--- Instruction ---
Put the lines of the listing below into a numbered list, skipping any blank lines and leaving out the picture.

───── Stored data

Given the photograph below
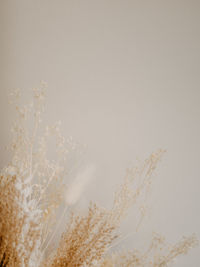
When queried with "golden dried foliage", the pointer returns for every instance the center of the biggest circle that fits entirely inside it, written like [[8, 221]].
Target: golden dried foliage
[[32, 190]]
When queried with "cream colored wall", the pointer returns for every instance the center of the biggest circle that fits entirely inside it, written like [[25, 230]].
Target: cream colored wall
[[123, 77]]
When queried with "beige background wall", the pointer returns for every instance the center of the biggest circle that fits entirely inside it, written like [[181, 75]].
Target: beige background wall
[[123, 77]]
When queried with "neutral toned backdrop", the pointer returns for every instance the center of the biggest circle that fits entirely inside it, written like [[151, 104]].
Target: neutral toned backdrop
[[123, 77]]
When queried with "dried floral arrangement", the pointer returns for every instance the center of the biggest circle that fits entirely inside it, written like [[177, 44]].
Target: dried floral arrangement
[[34, 202]]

──────────

--- Task response ---
1. Given the photograph below
2. When queried with "golden dried foliage", the pointer returns for every instance the center of the biggest circle that fits entirely inside it, written like [[8, 221]].
3. Target: golden dried foliage
4. [[32, 190]]
5. When queried with "cream colored wall", the pointer returns for every instance the center of the biggest circle that fits entirely inside it, written like [[25, 230]].
6. Target: cream colored wall
7. [[123, 77]]
8. When queried with "beige background wall", the pointer returns for every instance the center of the biggest circle that fits entirely inside it, written like [[181, 75]].
9. Target: beige background wall
10. [[123, 77]]
11. When queried with "neutral toned backdrop", the pointer returns for every instance the center of the biggest circle that fits entirely inside it, written like [[151, 104]].
12. Target: neutral toned backdrop
13. [[123, 77]]
14. When queried with "dried floral arrangement", the pointer returns for every instance the center of the biggest circle that fits entirely inside it, written like [[177, 44]].
15. Target: dried floral arrangement
16. [[34, 202]]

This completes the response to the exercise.